This notebook walks through the **computational steps** of the K-Nearest Neighbors (KNN) regression algorithm.

## What We'll Cover:
1. **Visualize the data** - understand the dataset
2. **Calculate distances** - measure similarity between points
3. **Find K nearest neighbors** - identify closest training points
4. **Make prediction** - use **averaging** (not voting!)

We'll show **both loop versions** (to understand the logic) and **vectorized NumPy versions** (for efficiency).

### Key Difference from Classification:
- **Classification:** Use majority **voting** among neighbors
- **Regression:** Use **averaging** of neighbors' values

## Step 1: Import Libraries

We need:
- **NumPy** for numerical operations
- **Matplotlib** for visualization
- **sklearn.metrics.pairwise_distances** for efficient distance calculation

In [None]:
import numpy as np
import matplotlib.pyplot as plt
from sklearn.metrics import pairwise_distances

## Step 2: Create Training Data

We have:
- **10 training points** with **2 features** each
- **Continuous target values** (not classes!)
- Target values range from approximately 1.6 to 4.5

In [None]:
# Training data: 10 points with 2 features
X_train = np.array( [ [1.536, 3.554],   # Point 0
                      [1.771, 2.783],   # Point 1
                      [2.506, 2.880],   # Point 2
                      [2.652, 4.545],   # Point 3
                      [3.590, 3.784],   # Point 4
                      [1.279, 1.443],   # Point 5
                      [2.000, 2.325],   # Point 6
                      [2.096, 0.583],   # Point 7
                      [2.539, 1.541],   # Point 8
                      [3.251, 0.080] ] ) # Point 9

# Target values: continuous numbers (not discrete classes)
y_train = np.array( [2.728, 2.456, 2.641, 3.520, 3.667,
                     1.612, 2.136, 1.591, 2.143, 1.827] )

print("Training data shape:", X_train.shape)  # (10, 2) = 10 points, 2 features
print("Target values shape:", y_train.shape)   # (10,) = 10 target values
print("\nFirst few training points:")

*ROWS*.
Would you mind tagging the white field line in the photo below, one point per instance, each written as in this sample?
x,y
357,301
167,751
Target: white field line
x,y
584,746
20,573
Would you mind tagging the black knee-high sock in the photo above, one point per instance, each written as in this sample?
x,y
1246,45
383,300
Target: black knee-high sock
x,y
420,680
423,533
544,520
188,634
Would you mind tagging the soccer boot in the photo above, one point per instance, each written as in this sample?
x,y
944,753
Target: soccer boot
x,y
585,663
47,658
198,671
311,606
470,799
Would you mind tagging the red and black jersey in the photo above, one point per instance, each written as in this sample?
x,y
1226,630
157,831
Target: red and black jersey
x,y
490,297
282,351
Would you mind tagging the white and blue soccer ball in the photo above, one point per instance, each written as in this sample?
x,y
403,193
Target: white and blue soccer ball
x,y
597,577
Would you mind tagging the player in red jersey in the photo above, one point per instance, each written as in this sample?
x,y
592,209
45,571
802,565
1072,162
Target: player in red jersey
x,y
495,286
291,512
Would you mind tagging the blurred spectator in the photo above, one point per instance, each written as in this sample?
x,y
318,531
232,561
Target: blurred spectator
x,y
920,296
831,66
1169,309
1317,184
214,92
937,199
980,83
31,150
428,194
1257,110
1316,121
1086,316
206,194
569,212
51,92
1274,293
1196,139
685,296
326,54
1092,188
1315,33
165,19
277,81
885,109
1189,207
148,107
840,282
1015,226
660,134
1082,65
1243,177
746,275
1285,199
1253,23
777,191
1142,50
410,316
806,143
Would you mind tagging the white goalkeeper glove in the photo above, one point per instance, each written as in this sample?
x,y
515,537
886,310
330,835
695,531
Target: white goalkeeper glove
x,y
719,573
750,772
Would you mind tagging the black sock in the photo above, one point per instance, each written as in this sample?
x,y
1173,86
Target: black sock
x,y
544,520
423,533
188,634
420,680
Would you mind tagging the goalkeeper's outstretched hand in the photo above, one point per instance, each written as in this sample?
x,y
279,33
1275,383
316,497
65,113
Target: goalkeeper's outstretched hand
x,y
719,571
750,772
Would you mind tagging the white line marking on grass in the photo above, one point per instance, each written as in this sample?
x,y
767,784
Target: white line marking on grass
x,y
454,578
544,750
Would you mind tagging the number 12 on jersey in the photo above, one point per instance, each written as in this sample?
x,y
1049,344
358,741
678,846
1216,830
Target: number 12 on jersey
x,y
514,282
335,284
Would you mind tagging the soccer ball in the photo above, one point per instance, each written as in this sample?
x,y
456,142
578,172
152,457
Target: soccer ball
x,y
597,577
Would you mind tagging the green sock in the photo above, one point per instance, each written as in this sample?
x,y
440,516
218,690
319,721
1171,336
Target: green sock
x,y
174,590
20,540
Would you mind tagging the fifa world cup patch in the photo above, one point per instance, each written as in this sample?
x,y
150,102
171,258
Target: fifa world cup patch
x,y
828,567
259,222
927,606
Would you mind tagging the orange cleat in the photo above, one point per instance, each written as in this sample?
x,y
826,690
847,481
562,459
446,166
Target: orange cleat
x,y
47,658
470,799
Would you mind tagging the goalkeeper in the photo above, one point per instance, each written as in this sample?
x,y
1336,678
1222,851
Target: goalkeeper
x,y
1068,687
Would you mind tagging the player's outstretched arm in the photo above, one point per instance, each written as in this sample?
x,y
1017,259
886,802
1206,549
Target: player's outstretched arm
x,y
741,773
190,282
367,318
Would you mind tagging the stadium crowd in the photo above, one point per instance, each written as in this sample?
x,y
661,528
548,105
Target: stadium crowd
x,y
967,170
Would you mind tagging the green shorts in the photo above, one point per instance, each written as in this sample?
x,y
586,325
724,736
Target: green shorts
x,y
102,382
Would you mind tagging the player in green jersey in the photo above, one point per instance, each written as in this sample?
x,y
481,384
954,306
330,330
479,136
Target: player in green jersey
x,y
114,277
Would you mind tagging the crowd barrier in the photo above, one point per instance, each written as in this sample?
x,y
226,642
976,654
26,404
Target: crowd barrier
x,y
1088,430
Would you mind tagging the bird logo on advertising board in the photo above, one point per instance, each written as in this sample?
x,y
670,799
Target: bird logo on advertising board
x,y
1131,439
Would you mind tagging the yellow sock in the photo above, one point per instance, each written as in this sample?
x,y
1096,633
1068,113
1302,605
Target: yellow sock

*DIRECTION 1*.
Answer these questions about the KNN regression notebook:
(a) What does the regression version use to make a prediction in place of majority voting?
(b) How many training points does the data have, and how many features does each one have?
(c) Which tool is listed for efficient distance calculation?
*DIRECTION 2*.
Carry on writing the KNN regression notebook from its last line.
The entries above come from a different source than the KNN regression notebook.

*WRITTEN RESPONSE 1*.
(a) It uses averaging of the neighbors' values.
(b) There are 10 training points, each with 2 features.
(c) sklearn.metrics.pairwise_distances

*WRITTEN RESPONSE 2*.
print(X_train[:3])
print("\nCorresponding target values:")
print(y_train[:3])
print(f"\nTarget value range: [{y_train.min():.3f}, {y_train.max():.3f}]")

## Step 3: Visualize the Data

Let's plot our training data to see how it's distributed in 2D space.

**Note:** We start by just looking at the data points, **without worrying about their target values yet**.

In [None]:
# Simple scatter plot of all training points
plt.figure(figsize=(8, 6))
plt.scatter(X_train[:,0], X_train[:,1],
           c='steelblue', s=100, alpha=0.6,
           edgecolors='black', linewidths=1.5)
plt.xlabel('Feature 1 ($x_1$)', fontsize=12)
plt.ylabel('Feature 2 ($x_2$)', fontsize=12)
plt.title('Training Data Visualization', fontsize=14)
plt.grid(True, alpha=0.3)
plt.axis([0, 5, 0, 5])
plt.show()

print(f"We have {len(X_train)} training points in 2D space")
print(f"Each point has an associated target value (continuous)")

## Step 4: Define Test Point

Now we have a new point **[2.0, 2.0]** that we want to predict a value for.

**Question:** What target value should we predict for this point?

KNN will answer this by finding the K nearest training points and **averaging their target values**.

In [None]:
# Test point: a new point we want to predict for
X_test = np.array([[2.0, 2.0]])

print("Test point:", X_test[0])
print("Shape:", X_test.shape)  # (1, 2) = 1 point, 2 features

# Visualize test point with training data
plt.figure(figsize=(8, 6))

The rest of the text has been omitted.